The box itself is 25" deep x 24" wide x 6ft tall. 6ft 10" tall with the legs and casters.

For heat i use a propane burner that sits on the floor, and use a cast iron pot that sits on the burner and put wood chunks in for smoke. It will purr along about 115-125* on the low side and I can bring it up to 175 to complete cooking if needed. 

The most Ive had in it so far is about 140lbs at once.... but since building it this past September Ive smoked over 400lbs of summer sausage, 300lbs of link, dried over 150lbs of meat for jerky, slim jims, etc, and even smoked a dozen or so home made hams. 


Here's some pics


----------



## MEGABITE (May 21, 2004)

Nice work!


----------



## CHUM STAIN (Sep 2, 2009)

fangard said:


> I bought this one. Interesting stuff as well as designs for different styles. You can access the table of contents at the link below. Might be able to find it cheaper on half.com.
> 
> http://www.amazon.com/Smoking-Smoke...=sr_1_1?s=books&ie=UTF8&qid=1297960572&sr=1-1


I ordered that book yesterday. Should have it in a few days. Thanks!


----------



## CHUM STAIN (Sep 2, 2009)

Written instruction:
In the smoker thread, turn the paragraph beginning "The most Ive had in it" into a bulleted list that keeps its main facts. The listing is separate material, unrelated to the smoker thread.

Dataset extract:
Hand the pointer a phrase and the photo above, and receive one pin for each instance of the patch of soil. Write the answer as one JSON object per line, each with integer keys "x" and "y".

Task output:
- Largest single load so far: about 140 lbs
- Built this past September
- Since then:
  - over 400 lbs of summer sausage smoked
  - 300 lbs of link smoked
  - over 150 lbs of meat dried for jerky, slim jims, and similar
  - a dozen or so homemade hams smoked